— start Recorded data —

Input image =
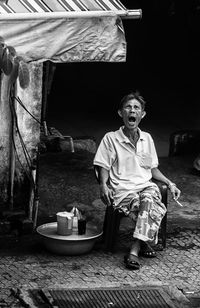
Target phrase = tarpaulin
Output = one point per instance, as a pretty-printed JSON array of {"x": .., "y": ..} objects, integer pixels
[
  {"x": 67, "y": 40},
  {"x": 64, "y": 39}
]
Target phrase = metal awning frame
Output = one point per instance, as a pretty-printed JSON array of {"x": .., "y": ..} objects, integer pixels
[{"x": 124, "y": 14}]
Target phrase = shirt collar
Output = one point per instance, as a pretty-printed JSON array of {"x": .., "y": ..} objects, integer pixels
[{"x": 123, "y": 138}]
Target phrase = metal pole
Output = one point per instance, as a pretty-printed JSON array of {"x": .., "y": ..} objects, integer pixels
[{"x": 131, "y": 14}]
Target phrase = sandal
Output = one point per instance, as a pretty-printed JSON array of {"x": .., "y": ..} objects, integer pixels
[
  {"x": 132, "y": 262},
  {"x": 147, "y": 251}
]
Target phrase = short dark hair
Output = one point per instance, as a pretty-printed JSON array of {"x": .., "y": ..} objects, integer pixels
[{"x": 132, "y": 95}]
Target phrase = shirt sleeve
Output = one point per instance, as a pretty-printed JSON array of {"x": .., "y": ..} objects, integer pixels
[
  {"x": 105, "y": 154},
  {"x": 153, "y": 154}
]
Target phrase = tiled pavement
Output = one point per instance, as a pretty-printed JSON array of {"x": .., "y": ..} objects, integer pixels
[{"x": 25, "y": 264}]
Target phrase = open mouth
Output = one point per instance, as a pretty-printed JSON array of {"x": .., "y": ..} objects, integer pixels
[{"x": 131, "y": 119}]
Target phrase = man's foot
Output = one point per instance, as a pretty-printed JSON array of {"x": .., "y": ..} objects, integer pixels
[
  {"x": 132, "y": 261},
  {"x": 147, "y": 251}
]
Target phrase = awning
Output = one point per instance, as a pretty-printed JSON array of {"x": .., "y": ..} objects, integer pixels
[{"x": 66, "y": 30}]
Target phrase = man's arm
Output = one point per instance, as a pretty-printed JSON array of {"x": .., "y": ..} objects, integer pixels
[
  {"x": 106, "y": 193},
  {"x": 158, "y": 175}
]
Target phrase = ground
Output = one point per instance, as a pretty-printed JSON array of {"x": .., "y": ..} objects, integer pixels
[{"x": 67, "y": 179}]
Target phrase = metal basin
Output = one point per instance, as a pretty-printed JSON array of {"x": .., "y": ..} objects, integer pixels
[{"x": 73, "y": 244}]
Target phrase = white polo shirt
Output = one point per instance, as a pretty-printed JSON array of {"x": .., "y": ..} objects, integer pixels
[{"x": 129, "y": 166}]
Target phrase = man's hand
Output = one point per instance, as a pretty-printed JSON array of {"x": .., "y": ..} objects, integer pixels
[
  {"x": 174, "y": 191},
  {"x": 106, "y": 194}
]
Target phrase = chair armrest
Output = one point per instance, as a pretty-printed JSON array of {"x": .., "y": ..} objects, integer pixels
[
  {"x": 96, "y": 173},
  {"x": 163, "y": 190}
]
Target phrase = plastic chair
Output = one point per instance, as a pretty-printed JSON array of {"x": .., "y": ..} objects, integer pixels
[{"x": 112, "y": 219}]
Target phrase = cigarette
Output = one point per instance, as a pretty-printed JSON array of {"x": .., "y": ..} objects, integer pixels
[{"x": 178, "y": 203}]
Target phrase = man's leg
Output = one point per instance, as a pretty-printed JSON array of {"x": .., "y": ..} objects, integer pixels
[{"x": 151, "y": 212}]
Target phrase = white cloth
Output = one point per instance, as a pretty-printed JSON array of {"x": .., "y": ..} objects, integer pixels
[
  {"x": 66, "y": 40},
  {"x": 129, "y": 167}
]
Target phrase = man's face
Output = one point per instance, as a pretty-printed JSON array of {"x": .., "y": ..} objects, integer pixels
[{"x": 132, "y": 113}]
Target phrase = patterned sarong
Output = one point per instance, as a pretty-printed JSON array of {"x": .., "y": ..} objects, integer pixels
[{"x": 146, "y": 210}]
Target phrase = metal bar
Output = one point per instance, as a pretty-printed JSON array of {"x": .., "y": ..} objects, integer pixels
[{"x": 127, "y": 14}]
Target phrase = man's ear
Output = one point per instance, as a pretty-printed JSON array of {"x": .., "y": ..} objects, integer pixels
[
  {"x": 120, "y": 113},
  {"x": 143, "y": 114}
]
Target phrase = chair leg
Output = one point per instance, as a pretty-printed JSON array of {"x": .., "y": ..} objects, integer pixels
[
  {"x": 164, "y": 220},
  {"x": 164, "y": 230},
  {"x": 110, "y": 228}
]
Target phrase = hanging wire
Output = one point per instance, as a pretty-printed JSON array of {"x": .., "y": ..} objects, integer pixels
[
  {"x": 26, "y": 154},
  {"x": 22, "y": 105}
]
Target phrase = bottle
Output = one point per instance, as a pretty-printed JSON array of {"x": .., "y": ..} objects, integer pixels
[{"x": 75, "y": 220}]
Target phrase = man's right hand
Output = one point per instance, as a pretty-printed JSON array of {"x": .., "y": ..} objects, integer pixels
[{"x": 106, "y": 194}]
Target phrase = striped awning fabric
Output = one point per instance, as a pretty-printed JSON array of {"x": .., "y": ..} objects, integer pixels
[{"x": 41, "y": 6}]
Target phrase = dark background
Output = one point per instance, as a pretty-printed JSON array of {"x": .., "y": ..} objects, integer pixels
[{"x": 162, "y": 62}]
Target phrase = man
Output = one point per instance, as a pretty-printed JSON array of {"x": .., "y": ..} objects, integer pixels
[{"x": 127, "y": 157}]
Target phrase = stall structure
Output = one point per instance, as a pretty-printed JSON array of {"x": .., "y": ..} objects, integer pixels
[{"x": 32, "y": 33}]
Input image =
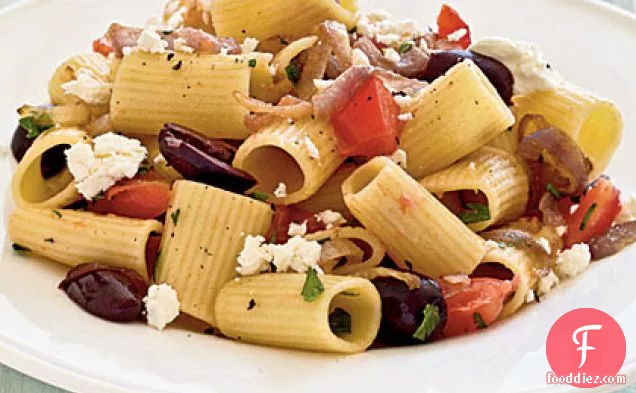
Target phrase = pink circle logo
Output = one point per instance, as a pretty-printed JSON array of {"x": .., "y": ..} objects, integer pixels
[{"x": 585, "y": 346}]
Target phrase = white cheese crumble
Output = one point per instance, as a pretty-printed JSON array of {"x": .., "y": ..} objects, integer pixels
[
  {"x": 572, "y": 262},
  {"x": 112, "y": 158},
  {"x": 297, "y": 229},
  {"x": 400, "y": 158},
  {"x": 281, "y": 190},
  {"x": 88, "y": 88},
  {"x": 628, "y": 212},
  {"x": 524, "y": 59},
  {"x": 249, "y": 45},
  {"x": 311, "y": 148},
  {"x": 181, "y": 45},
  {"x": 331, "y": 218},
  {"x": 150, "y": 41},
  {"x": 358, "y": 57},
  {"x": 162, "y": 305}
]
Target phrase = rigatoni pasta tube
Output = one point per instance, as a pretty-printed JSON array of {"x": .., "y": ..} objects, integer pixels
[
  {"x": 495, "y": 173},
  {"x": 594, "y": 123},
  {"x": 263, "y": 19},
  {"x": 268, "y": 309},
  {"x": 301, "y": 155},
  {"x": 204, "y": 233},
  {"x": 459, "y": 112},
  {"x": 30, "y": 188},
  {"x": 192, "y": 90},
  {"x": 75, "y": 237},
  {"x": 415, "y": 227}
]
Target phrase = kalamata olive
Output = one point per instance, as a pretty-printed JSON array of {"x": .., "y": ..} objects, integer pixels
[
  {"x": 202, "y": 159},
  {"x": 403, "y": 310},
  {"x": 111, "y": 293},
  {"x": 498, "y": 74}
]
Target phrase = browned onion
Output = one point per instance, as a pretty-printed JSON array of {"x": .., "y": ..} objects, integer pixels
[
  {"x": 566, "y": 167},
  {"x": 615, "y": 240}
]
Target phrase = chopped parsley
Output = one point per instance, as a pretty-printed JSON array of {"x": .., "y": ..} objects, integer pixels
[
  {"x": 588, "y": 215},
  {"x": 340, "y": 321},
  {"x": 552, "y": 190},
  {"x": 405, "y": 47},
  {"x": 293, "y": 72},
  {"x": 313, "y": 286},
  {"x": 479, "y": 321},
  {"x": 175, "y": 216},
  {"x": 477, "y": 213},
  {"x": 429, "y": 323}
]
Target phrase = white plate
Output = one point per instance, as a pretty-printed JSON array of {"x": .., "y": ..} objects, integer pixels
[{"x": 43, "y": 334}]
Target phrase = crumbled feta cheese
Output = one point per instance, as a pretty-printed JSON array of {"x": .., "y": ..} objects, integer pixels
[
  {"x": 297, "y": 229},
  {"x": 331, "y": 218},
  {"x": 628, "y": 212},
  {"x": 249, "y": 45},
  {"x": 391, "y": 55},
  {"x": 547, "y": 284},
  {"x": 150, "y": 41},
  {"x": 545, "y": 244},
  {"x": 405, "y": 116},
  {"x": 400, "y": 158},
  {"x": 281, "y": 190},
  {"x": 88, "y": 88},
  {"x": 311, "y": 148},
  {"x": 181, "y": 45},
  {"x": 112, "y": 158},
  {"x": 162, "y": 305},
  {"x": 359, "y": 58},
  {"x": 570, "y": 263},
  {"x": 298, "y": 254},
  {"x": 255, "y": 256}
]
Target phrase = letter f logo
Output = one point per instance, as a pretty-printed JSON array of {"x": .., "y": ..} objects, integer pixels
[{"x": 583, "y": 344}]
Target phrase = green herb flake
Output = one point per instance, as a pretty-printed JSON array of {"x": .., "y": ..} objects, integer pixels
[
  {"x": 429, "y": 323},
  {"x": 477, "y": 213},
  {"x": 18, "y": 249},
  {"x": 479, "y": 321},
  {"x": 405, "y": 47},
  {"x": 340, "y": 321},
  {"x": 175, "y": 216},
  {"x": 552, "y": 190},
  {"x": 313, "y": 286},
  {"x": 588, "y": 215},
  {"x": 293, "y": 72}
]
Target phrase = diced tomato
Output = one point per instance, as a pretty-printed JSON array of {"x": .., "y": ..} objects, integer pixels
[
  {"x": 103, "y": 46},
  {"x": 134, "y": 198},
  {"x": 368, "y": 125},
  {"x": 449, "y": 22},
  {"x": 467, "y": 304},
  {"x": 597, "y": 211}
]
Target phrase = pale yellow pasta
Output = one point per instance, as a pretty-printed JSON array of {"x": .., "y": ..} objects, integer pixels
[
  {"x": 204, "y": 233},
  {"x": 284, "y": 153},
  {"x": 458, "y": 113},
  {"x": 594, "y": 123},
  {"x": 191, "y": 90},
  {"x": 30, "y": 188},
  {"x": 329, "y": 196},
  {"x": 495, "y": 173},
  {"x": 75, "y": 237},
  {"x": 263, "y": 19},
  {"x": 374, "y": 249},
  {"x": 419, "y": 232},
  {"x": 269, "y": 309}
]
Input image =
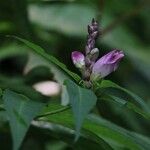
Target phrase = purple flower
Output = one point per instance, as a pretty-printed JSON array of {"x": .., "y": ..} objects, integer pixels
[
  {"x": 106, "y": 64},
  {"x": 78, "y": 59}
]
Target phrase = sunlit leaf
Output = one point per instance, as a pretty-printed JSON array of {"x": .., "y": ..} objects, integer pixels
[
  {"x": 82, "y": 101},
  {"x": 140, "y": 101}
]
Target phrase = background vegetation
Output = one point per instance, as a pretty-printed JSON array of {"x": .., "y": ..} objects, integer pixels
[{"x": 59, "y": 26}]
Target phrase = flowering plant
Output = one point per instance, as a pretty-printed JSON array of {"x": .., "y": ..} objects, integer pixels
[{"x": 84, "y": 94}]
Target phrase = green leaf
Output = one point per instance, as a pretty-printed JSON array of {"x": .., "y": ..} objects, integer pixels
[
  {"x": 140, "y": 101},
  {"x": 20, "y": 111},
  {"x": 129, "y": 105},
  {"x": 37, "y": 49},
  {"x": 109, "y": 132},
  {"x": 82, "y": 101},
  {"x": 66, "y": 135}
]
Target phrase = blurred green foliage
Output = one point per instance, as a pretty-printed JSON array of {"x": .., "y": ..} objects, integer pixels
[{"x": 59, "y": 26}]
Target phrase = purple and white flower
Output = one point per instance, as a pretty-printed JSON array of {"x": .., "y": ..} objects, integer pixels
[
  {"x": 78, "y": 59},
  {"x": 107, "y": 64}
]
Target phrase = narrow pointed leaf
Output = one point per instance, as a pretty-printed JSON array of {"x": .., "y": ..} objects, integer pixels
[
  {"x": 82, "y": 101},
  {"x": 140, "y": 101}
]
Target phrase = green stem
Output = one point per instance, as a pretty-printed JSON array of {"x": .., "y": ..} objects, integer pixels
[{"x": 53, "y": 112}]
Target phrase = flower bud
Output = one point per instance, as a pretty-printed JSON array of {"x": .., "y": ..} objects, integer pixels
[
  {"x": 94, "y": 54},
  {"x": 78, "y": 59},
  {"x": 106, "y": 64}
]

— end Recorded data —

Please quote nothing but the lines from the line with "Target phrase = purple and white flower" through the end of the data above, exactly as written, ends included.

Target phrase = purple and white flower
Output = one point per instance, as a pretty-printed JSON array of {"x": .., "y": ..} objects, integer pixels
[
  {"x": 78, "y": 59},
  {"x": 107, "y": 64}
]
Target phrase = narrow pointed leaf
Output = one point per instance, as a pretty-printed JSON array of {"x": .., "y": ..} objects, integer pixels
[
  {"x": 82, "y": 101},
  {"x": 140, "y": 101}
]
Target phrase = green stem
Output = one point per instance, as a pretty-printed JSON array of {"x": .., "y": ..} objects, integer pixels
[{"x": 53, "y": 112}]
Target phrase = flower bud
Output = one point per instance, as a pretty-printed JSON array of {"x": .., "y": ..} objects, integer pixels
[
  {"x": 94, "y": 54},
  {"x": 78, "y": 59},
  {"x": 106, "y": 64}
]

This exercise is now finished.